─── Dataset
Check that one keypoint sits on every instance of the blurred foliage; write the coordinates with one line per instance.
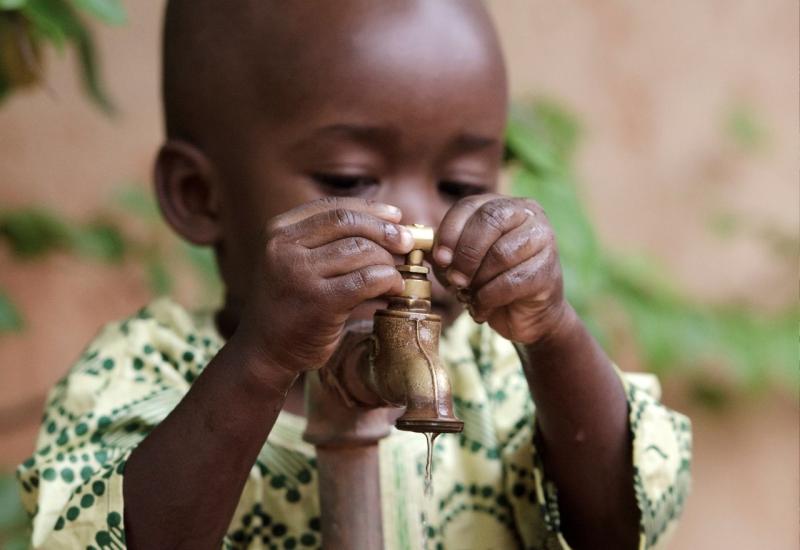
(674, 335)
(111, 237)
(28, 27)
(743, 127)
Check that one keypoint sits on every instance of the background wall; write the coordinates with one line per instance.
(658, 88)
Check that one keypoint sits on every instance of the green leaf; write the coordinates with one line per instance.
(90, 75)
(11, 4)
(54, 20)
(158, 275)
(58, 21)
(101, 241)
(10, 318)
(107, 11)
(744, 128)
(33, 232)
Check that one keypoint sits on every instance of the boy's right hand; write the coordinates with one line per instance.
(320, 260)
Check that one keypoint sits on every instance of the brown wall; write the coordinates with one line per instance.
(652, 83)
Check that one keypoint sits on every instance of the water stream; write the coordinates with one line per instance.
(430, 438)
──────
Only the last part of the entries above is needed: please copy the line with "Check that one keypoint sits on every instance of the brown" and each line after it exactly.

Written reply
Check that one keypoint sits on every instance of the brown wall; write the coordinates with one line per instance.
(652, 83)
Check that one keypoint sits on every instance of the water stream; write the coordinates with one line per instance.
(430, 438)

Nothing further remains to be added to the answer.